§ The problem
When copying the listing below, skip every picture and repeat exactly the lines from the first one through the line that contains "rough mask: <svg".
===============
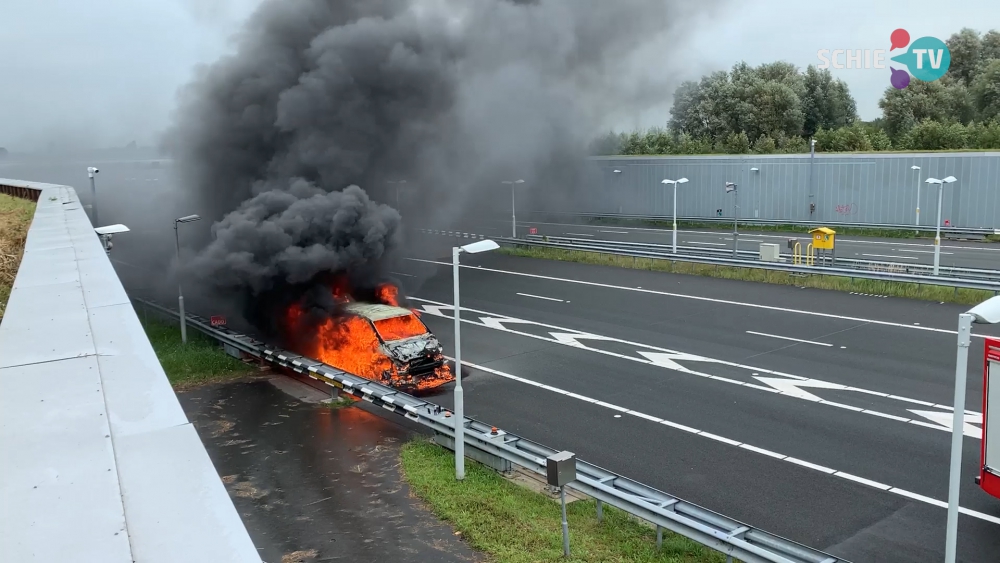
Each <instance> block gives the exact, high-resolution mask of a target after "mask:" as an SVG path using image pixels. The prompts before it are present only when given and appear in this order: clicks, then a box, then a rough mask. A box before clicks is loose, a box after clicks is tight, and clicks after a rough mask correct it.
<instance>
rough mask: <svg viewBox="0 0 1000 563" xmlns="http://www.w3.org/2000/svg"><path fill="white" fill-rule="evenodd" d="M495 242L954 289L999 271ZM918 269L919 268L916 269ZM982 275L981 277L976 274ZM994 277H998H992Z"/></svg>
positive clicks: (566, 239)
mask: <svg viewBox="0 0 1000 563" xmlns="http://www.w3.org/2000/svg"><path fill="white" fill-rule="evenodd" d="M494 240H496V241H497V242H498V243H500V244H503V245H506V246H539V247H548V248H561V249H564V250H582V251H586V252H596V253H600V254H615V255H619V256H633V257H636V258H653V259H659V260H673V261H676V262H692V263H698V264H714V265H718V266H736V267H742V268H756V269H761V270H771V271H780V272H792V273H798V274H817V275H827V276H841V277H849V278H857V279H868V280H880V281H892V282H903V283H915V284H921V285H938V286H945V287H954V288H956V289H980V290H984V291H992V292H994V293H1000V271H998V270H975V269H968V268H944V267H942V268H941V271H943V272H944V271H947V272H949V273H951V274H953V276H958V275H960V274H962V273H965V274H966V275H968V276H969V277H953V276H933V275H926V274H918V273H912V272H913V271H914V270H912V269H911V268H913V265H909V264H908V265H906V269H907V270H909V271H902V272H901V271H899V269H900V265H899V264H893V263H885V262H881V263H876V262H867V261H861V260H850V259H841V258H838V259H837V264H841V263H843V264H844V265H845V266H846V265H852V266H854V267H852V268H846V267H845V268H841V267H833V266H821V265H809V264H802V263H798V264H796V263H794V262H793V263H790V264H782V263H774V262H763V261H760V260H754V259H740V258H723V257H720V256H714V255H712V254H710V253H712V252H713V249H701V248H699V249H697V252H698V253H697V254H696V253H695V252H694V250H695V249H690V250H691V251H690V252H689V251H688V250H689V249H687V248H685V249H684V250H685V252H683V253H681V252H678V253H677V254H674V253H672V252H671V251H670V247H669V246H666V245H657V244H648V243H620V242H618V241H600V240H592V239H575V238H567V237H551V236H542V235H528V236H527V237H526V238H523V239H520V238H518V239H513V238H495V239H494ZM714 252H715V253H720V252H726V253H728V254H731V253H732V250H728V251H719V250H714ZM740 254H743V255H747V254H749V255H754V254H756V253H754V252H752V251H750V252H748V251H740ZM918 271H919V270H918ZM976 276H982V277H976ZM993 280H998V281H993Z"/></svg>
===============
§ Task output
Each <instance> block gives the exact, high-resolution mask of a target after "mask:" as an SVG path using image pixels. The prompts before it are present only when given and appear in this order: clicks, then a box, then a rough mask. A box before clicks is loose, a box after clicks is tight, and clicks after a rough mask correct it.
<instance>
rough mask: <svg viewBox="0 0 1000 563" xmlns="http://www.w3.org/2000/svg"><path fill="white" fill-rule="evenodd" d="M495 242L954 289L999 271ZM918 269L919 268L916 269ZM982 275L981 277L976 274ZM994 277H998H992Z"/></svg>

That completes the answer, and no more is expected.